→ Prompt:
Please return all lines from the records below that include the string "sign".

→ Data extract:
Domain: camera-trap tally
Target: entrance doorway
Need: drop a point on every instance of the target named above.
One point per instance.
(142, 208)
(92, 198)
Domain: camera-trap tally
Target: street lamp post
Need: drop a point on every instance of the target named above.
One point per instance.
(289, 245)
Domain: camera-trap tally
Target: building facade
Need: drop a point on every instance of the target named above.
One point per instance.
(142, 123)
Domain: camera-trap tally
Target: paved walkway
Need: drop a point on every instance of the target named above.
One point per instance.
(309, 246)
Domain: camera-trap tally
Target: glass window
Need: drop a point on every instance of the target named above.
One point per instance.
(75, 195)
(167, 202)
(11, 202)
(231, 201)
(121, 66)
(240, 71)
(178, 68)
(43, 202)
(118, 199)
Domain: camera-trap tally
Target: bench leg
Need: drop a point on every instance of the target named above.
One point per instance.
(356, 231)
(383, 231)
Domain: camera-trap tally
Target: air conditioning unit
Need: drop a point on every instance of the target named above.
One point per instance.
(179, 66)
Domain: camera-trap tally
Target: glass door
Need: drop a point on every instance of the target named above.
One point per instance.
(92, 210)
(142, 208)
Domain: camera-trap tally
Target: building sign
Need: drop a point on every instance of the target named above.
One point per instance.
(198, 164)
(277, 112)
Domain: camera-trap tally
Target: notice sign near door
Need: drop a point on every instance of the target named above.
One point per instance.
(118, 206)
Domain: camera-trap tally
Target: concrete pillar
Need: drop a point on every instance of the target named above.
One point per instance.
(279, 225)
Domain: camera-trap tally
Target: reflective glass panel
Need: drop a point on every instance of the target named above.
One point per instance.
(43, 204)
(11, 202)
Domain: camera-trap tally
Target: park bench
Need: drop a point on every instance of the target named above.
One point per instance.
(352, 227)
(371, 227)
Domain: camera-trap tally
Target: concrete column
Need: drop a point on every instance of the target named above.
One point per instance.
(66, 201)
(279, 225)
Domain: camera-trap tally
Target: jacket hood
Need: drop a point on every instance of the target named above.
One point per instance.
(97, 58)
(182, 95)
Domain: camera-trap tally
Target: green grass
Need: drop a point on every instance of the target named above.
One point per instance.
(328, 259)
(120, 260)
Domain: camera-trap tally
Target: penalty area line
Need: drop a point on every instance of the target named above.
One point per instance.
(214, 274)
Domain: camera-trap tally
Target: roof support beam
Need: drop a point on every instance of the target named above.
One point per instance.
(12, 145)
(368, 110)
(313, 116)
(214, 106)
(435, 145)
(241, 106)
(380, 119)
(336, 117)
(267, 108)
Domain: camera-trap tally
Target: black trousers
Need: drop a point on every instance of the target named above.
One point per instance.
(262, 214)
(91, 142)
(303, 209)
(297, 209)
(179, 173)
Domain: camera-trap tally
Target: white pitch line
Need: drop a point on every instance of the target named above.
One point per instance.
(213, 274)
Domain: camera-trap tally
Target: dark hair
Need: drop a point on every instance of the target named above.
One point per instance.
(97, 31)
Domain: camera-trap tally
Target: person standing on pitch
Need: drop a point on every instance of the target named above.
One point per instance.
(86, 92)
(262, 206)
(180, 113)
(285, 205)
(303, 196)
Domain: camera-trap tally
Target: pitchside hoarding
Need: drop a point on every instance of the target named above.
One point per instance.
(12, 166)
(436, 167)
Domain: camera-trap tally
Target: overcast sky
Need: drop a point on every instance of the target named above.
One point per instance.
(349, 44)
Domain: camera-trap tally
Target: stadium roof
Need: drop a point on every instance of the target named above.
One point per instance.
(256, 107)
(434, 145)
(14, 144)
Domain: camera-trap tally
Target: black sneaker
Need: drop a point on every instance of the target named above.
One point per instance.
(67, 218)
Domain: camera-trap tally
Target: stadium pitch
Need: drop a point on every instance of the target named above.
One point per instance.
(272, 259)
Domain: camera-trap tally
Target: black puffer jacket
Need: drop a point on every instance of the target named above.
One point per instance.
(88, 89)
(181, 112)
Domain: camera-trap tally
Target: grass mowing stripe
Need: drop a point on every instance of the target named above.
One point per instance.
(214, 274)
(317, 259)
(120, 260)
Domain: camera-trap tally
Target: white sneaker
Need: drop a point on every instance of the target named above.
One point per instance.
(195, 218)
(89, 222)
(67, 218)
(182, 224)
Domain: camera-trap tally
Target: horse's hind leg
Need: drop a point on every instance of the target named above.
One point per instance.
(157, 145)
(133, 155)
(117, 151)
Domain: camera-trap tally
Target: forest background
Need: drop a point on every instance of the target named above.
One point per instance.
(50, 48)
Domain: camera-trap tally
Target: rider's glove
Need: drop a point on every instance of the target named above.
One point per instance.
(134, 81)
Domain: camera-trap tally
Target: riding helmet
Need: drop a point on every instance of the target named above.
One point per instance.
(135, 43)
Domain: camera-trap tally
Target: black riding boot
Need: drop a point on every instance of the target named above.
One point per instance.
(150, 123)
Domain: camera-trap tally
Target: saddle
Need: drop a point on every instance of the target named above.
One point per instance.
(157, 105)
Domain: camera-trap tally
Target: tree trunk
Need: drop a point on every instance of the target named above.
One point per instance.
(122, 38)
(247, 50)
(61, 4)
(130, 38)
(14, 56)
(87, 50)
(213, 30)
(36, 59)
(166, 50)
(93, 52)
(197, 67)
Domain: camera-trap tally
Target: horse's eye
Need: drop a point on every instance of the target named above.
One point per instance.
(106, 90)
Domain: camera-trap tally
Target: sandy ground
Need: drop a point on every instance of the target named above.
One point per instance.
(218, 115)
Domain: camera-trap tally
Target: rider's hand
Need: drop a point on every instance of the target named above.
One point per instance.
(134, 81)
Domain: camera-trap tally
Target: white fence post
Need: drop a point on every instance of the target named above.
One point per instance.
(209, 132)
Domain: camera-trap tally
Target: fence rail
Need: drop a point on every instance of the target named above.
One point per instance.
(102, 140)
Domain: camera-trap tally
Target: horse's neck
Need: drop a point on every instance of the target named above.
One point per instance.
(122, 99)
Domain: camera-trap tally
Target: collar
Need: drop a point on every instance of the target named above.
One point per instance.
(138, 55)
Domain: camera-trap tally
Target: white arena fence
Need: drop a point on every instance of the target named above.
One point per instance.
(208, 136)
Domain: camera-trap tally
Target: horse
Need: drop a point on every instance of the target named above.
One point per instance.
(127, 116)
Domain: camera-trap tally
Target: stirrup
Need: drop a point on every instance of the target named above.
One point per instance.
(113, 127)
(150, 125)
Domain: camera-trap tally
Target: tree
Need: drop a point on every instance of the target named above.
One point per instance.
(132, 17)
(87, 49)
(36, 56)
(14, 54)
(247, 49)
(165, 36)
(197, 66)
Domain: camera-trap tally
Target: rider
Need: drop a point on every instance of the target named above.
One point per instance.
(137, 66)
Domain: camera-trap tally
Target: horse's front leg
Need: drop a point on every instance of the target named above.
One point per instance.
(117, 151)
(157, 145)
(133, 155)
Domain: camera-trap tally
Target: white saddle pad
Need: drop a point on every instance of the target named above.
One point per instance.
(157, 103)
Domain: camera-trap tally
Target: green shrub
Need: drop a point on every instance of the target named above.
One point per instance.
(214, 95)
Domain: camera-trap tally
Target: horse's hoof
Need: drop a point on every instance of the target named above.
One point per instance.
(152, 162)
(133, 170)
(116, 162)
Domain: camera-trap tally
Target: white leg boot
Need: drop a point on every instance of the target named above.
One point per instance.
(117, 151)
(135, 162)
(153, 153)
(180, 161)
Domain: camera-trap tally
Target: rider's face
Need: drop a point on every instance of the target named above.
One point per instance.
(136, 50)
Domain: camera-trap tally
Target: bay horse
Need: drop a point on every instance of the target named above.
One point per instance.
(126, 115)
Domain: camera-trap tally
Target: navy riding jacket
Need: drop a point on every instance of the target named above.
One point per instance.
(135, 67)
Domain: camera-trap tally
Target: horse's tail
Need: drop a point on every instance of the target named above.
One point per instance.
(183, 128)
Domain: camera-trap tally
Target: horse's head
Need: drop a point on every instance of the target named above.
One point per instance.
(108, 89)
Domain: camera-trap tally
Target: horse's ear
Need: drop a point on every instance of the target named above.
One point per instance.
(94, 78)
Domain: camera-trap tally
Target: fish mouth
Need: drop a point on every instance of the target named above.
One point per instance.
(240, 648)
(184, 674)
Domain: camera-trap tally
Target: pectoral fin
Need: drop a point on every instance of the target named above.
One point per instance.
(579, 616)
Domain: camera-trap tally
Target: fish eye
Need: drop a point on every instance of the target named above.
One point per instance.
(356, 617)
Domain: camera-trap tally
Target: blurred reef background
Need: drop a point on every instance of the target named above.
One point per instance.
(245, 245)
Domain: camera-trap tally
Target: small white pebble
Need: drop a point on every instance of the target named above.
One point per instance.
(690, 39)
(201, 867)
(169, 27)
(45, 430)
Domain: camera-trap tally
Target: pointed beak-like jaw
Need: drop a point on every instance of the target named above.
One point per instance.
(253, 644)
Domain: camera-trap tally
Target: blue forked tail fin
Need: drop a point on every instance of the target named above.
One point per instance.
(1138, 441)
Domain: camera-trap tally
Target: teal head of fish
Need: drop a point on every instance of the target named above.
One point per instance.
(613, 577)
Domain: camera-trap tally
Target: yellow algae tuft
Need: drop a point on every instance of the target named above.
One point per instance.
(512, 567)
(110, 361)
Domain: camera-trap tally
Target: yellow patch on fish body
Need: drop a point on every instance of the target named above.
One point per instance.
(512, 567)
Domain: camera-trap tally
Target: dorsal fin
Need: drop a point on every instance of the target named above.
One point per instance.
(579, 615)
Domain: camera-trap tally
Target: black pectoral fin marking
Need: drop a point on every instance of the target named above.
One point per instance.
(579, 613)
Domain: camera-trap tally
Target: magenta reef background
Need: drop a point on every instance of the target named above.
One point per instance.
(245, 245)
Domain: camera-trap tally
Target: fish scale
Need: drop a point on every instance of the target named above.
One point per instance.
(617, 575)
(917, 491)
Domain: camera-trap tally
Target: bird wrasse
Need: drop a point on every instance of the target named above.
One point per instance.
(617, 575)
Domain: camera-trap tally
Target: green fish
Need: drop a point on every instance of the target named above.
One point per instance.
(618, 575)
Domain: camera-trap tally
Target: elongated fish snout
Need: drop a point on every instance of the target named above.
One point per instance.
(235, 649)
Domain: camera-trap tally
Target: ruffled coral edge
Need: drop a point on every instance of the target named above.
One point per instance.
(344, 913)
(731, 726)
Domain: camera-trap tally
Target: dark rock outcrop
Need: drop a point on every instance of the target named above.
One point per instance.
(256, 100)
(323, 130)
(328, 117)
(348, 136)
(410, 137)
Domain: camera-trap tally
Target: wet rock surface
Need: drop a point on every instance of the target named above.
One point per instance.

→ Task result:
Target: building sign
Target: notice sign near door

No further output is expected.